── QUOTED PASSAGE ──

Values of type `JSON` cannot be compared to each other. As a result, none of the following operations are supported:

* Passing `JSON` values to any function or operator that requires its arguments to be comparable. In particular, this includes any comparison functions or operators, and any aggregate functions like `MIN`, `MAX`, etc.
* Including `JSON` columns in the `PRIMARY INDEX` or `PARTITION BY` clauses of a `CREATE TABLE` statement.
* Including `JSON` columns in a `JOIN`, `GROUP BY`, or `ORDER BY` key.
* Including `JSON` columns in a `SELECT DISTINCT` or `UNION` clause.
* Including `JSON` columns in the `ORDER BY` or `PARTITION BY` clauses of a window function.
* Computing the hash of a `JSON` value.

All of the above restrictions also apply to composite values containing `JSON` sub-values, for example `ARRAY`s or `STRUCT`s containing `JSON`.

## Textual Input

Firebolt supports creating `JSON` values from any UTF-8 encoded string that contains a valid JSON document that can be parsed by the [SimdJSON](https://github.com/simdjson/simdjson) library. When creating a `JSON` value in this way, the input string is parsed eagerly exactly once and converted to an internal binary representation of the respective JSON value. Subsequent operations on `JSON` values can be performed directly on this binary representation without having to re-parse the input string, making them considerably faster than JSON functions that operate on `TEXT` input data.

The internal binary representation does not store an exact copy of the original input string itself. As a result, `JSON` values do not preserve any white space that is present in the original input string. Similarly, `JSON` values do not preserve the exact format of numbers (e.g. `3e3` becomes `3000`) or escape sequences in strings (e.g. `"\u00e1"` becomes `"á"`). Finally, they do not preserve the order of object keys and do not preserve duplicate object keys. If there are duplicate object keys in the input, only the last value is retained.

───
── PROVIDED DATA ──

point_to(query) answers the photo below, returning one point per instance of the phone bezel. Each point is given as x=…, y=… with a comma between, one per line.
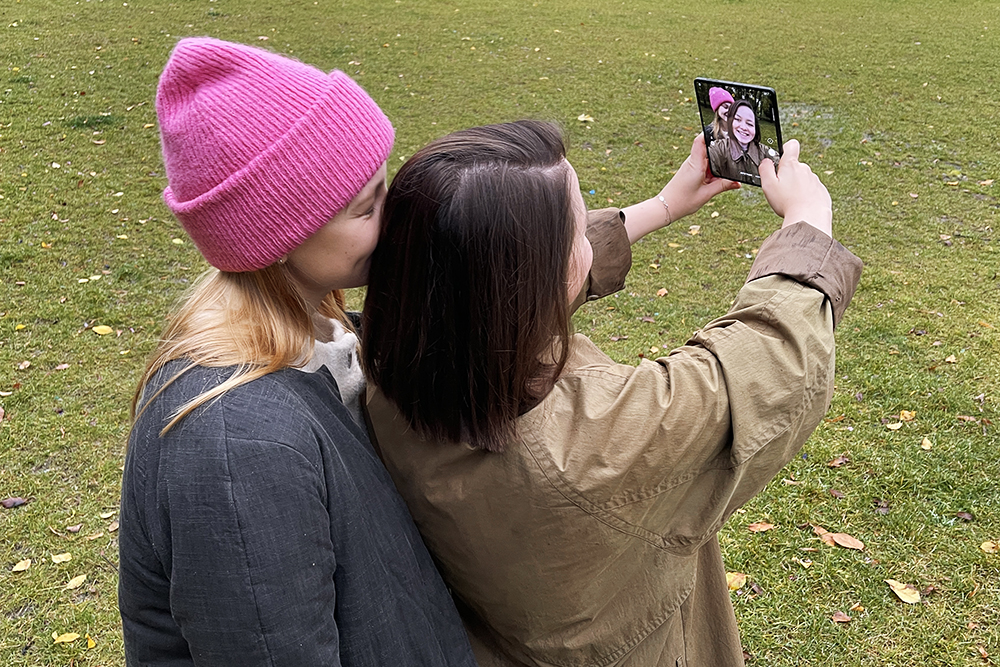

───

TASK SET:
• 1. In the passage on Firebolt's JSON type, which library must be able to parse an input string for it to be turned into a `JSON` value?
• 2. Rewrite the paragraph in the passage on Firebolt's JSON type that begins "The internal binary representation does not store" as a bulleted list of what `JSON` values fail to preserve.

ANSWERS TO THE EXERCISE:
• 1. The SimdJSON library.

• 2.
Because the internal binary representation keeps no exact copy of the input string, `JSON` values do not preserve:
- white space from the original input string
- the exact format of numbers (e.g. `3e3` becomes `3000`)
- escape sequences in strings (e.g. `"\u00e1"` becomes `"á"`)
- the order of object keys
- duplicate object keys (only the last value is retained)